Dual Consciousness

April 9, 2006

One of the defining elements of STO’s political analysis was the concept of “dual consciousness.”  This referred to the notion that working class people (in some formulations, white working class people) held two competing forms of consciousness, essentially a bourgeois and a proletarian consciousness.  “Toward a Revolutionary Party,” one of the earliest published articulations of STO’s politics, explained bourgeois consciousness in this way:

“Working people are led to certain patterns of thought and action because they and their parents before them live in a capitalist society. The "ideas of the ruling class are the ruling ideas." Capitalist ideology and capitalist culture is in the air. To ’succeed’, or to just get by workers normally must behave according to capitalist standards of rationality and practicability.” (p.31-32)

In contrast, proletarian consciousness represented the potential for a new organization of society (communism):

“The second factor determining the content of working class ideology is the potential of that class to become a ruling class. This potential is manifested in, and demonstrated by, ideas and actions which run counter to the capitalist conception of the world. As has been said, these ideas and actions become mass phenomena during periods of sharp struggle…often being articulated as the explicit basis of the struggle.” (p. 32)

These two contradictory sorts of consciousness, said STO, could be seen as the basis for the white working class embrace of white skin privilege, as well as the basis for the incredible solidarity that can sometimes be witnessed during a wildcat strike or other militant job action.  (There’s all sorts of interesting stuff to explore here as well in terms of capitalist notions of what is “crazy” and “sane,” or bourgeois notions of legality and illegality…)

▶ _Request 1_
According to the dual consciousness piece, what was one of the earliest published articulations of STO's politics?
▶ _Request 2_
Copy the passage of the dual consciousness piece that begins at the words "These two contradictory" and stops after "legality and illegality…)", putting "sit-down strike" in place of "wildcat strike".
Rely only on the dual consciousness piece for what comes next.

▶ _Extracted material_

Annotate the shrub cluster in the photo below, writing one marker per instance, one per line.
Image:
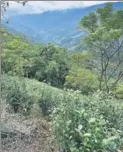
(86, 125)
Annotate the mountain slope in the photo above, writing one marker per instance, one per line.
(54, 26)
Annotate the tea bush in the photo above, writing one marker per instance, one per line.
(88, 125)
(119, 91)
(18, 97)
(22, 93)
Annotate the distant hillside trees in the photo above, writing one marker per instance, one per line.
(105, 41)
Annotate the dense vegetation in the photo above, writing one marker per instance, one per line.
(81, 91)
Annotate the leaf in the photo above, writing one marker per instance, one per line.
(80, 127)
(92, 120)
(87, 134)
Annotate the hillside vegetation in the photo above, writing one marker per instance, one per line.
(78, 94)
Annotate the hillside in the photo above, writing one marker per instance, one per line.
(53, 26)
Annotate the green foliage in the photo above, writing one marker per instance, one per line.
(119, 91)
(83, 79)
(18, 96)
(14, 54)
(22, 94)
(84, 125)
(50, 65)
(104, 40)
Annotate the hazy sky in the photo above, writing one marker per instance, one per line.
(42, 6)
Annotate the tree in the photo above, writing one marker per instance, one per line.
(49, 65)
(105, 40)
(81, 76)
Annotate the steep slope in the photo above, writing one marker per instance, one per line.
(54, 26)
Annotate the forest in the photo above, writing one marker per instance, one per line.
(79, 93)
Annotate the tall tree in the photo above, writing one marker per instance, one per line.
(105, 40)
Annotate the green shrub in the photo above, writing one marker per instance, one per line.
(119, 91)
(88, 125)
(45, 102)
(18, 96)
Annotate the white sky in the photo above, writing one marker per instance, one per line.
(42, 6)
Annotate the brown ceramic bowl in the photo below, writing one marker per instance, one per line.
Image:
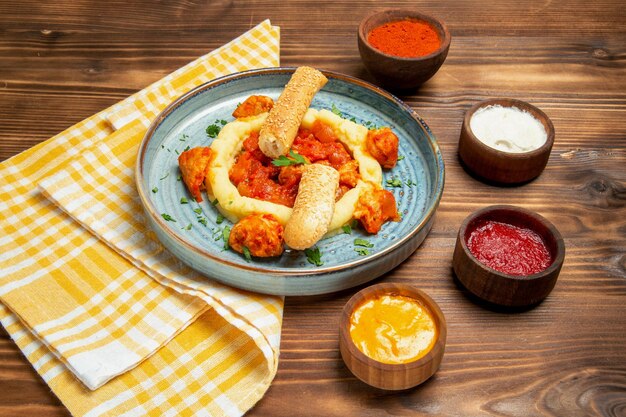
(500, 167)
(397, 73)
(497, 287)
(391, 376)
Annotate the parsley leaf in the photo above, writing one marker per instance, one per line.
(394, 182)
(283, 161)
(246, 254)
(167, 217)
(362, 251)
(314, 256)
(363, 242)
(225, 236)
(213, 130)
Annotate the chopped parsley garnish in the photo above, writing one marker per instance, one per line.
(283, 161)
(225, 236)
(246, 254)
(168, 218)
(212, 131)
(362, 251)
(314, 256)
(363, 242)
(394, 182)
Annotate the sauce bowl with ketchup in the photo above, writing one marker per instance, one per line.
(392, 336)
(508, 256)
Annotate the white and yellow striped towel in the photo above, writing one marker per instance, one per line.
(110, 320)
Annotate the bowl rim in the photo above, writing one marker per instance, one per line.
(400, 289)
(559, 255)
(509, 102)
(395, 14)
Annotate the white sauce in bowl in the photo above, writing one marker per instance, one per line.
(508, 129)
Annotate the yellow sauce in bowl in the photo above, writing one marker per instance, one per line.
(393, 329)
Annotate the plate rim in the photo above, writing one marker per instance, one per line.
(155, 218)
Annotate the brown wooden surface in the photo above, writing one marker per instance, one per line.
(62, 61)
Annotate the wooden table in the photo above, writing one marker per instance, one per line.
(62, 62)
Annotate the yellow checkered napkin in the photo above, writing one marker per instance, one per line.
(167, 342)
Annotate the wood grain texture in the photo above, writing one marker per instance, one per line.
(62, 61)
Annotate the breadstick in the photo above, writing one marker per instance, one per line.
(314, 206)
(282, 123)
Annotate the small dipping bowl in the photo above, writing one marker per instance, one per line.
(395, 72)
(498, 166)
(396, 376)
(498, 287)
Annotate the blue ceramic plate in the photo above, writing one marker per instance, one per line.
(194, 235)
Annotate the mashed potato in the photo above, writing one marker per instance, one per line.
(229, 144)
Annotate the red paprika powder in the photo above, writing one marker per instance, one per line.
(405, 38)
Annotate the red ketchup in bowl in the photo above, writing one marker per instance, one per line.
(509, 249)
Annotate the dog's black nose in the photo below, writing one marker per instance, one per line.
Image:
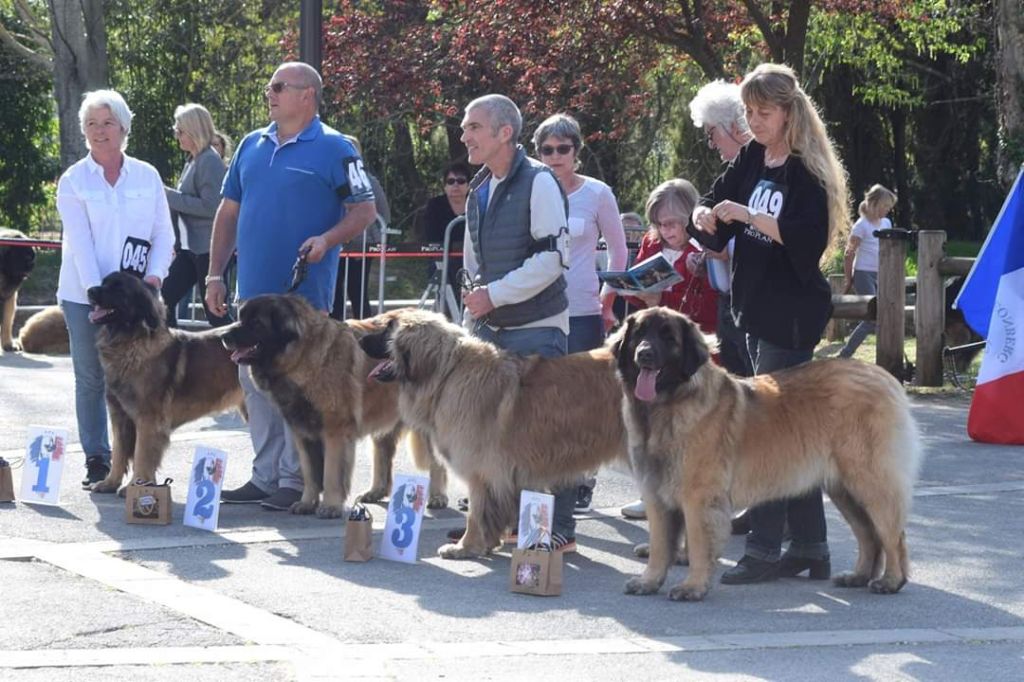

▶ _Exercise output 1_
"Toward a Revolutionary Party."

▶ _Exercise output 2_
These two contradictory sorts of consciousness, said STO, could be seen as the basis for the white working class embrace of white skin privilege, as well as the basis for the incredible solidarity that can sometimes be witnessed during a sit-down strike or other militant job action.  (There’s all sorts of interesting stuff to explore here as well in terms of capitalist notions of what is “crazy” and “sane,” or bourgeois notions of legality and illegality…)